Exercise details:
Please print every one of the entries below word for word, in the same order, from the first through the last.

Record extracts:
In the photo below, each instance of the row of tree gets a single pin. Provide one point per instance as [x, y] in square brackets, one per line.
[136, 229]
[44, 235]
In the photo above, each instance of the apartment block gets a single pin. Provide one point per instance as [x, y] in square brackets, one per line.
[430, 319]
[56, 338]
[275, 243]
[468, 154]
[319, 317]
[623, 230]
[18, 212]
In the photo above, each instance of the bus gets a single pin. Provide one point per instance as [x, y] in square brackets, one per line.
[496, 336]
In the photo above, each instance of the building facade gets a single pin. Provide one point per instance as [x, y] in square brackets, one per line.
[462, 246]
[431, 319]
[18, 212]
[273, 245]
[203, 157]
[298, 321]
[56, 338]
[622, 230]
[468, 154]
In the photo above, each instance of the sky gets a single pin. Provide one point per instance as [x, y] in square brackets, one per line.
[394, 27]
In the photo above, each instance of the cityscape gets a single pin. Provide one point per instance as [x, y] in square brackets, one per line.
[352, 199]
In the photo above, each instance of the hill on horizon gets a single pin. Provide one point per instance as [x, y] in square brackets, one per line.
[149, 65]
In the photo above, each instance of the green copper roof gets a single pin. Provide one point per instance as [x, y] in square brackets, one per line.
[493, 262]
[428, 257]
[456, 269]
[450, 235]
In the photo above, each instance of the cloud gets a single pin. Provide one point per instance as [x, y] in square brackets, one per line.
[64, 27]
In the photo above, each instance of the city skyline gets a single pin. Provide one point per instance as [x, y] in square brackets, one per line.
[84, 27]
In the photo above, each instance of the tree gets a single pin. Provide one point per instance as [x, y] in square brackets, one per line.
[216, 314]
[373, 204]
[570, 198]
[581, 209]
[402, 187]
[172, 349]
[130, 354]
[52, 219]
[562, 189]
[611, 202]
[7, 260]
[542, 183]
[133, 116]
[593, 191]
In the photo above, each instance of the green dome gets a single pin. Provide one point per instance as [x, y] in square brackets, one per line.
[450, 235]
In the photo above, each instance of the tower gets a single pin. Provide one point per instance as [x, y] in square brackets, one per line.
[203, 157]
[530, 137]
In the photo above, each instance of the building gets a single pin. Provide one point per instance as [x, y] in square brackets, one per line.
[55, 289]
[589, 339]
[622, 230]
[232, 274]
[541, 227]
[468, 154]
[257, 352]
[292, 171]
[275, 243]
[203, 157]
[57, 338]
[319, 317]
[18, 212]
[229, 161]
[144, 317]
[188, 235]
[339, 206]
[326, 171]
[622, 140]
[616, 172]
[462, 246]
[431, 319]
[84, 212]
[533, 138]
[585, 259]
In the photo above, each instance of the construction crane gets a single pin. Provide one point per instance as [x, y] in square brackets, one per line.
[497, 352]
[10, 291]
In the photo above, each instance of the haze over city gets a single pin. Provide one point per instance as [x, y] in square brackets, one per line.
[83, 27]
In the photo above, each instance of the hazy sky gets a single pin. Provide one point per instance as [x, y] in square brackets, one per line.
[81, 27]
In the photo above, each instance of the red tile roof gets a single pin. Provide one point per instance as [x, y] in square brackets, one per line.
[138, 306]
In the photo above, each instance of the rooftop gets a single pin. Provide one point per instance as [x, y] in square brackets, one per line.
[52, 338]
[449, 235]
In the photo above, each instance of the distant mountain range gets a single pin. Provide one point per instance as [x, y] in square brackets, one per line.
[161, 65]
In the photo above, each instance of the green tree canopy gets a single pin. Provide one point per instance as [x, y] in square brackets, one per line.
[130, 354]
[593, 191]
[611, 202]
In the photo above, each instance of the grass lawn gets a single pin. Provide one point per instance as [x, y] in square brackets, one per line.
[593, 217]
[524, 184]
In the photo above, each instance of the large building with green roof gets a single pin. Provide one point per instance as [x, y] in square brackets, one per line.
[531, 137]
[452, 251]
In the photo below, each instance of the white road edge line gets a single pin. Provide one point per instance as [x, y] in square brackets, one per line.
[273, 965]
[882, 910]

Output:
In the photo below, each instance of the row of tree gets a single pin. Provide one point per instance as [x, y] in square brackets, one per line.
[136, 229]
[44, 235]
In the photo above, each instance of the apartment block gets a single pin. Provide one point per instance as [x, y] in square brackets, one per line.
[430, 319]
[56, 338]
[275, 243]
[468, 154]
[319, 317]
[623, 230]
[18, 212]
In the photo above, each instance of the bus gets a single pin. Provide one point per instance as [x, y] in square brackets, one per line.
[496, 336]
In the photo above, each instance of the building facade gets a single pin. Provide one point per instance as [x, y] in square brackets, one per line.
[462, 246]
[431, 319]
[18, 212]
[273, 245]
[203, 157]
[298, 321]
[56, 338]
[622, 230]
[468, 154]
In the photo above, each instance of the sky gets a single pin. Provide one point per instance as [x, y] in square brackets, one per line.
[394, 27]
In the photo above, each instance of the cityscape gets a single pin. Provide one point per instance as [x, y] in square brackets, one per line.
[352, 199]
In the photo above, each instance of the hill on horizon gets a single pin. Provide one point per instance as [x, y] in square brackets, one per line.
[149, 65]
In the photo above, each instance of the green copper roof gets a single pin. Provide one point per instance as [x, y] in square brackets, one per line.
[493, 262]
[428, 257]
[456, 269]
[450, 235]
In the photo above, each instance of the cloud gets a single pin. Provide one point per instance as [x, y] in square brackets, one per line.
[64, 27]
In the photo above, each instance of the city skyline gets a single pin. Provide one point per instance as [x, y] in square brackets, one per line.
[84, 27]
In the photo above, each instance of the tree gets a single pin. Provide one point per instance as [x, y] in square brackets, one per line.
[216, 314]
[373, 204]
[570, 198]
[581, 209]
[402, 187]
[172, 349]
[130, 354]
[52, 219]
[562, 189]
[611, 202]
[7, 260]
[542, 183]
[133, 116]
[593, 191]
In the photo above, each instance of the green dome gets a single pin. Provide one point per instance as [x, y] in square brackets, one per line.
[450, 235]
In the photo above, each instance of the tower gets a single pin. Provide one point per instance as [x, y] in square brackets, one per line.
[203, 157]
[530, 137]
In the photo above, each instance of the building gets a single pin. Provide one point per instance as [x, y] in square brackets, one per line.
[55, 289]
[589, 339]
[622, 230]
[232, 274]
[541, 227]
[468, 154]
[257, 352]
[292, 171]
[275, 243]
[203, 157]
[57, 338]
[319, 317]
[18, 212]
[229, 161]
[144, 317]
[188, 235]
[339, 206]
[326, 171]
[622, 140]
[616, 172]
[462, 246]
[431, 319]
[84, 212]
[533, 138]
[585, 259]
In the photo above, each instance of the construction crane gets a single pin. Provide one point per instance as [x, y] in square brackets, one per line.
[497, 352]
[10, 291]
In the photo above, each instance of the haze over city gets a single pin. Provide one point per instance as [x, y] in square brackets, one per line.
[83, 27]
In the photo above, each instance of the hazy sky gets a single pin. Provide one point per instance as [x, y] in square brackets, one per line.
[81, 27]
In the photo above, each instance of the red tile roof gets a single pin. Provide one point per instance as [x, y] in square brackets, one per line.
[138, 306]
In the photo above, each instance of the rooftop gets a single pin. Provide one point per instance as [x, y] in square brackets, one per line.
[52, 338]
[449, 235]
In the photo above, each instance of the distant mountain range gets a single pin. Provide one point per instance as [x, y] in square brackets, one per line.
[161, 65]
In the photo above, each instance of the green tree canopy gets a single pin. Provide one point per instance as [x, y] in square brackets, one per line.
[130, 354]
[593, 191]
[611, 202]
In the photo above, each instance of the grass lawn gets a single pin. Provide one point per instance as [x, y] in square brackets, one per line.
[593, 217]
[524, 184]
In the photo above, each instance of the large building with green roof gets a single pin. Provide one point per instance as [x, y] in square brackets, one per line.
[531, 137]
[452, 251]
In the photo below, each instance of the white road edge line gets a single pin. Provide one point per instance as [x, y] in square brackets, one per line.
[273, 965]
[882, 910]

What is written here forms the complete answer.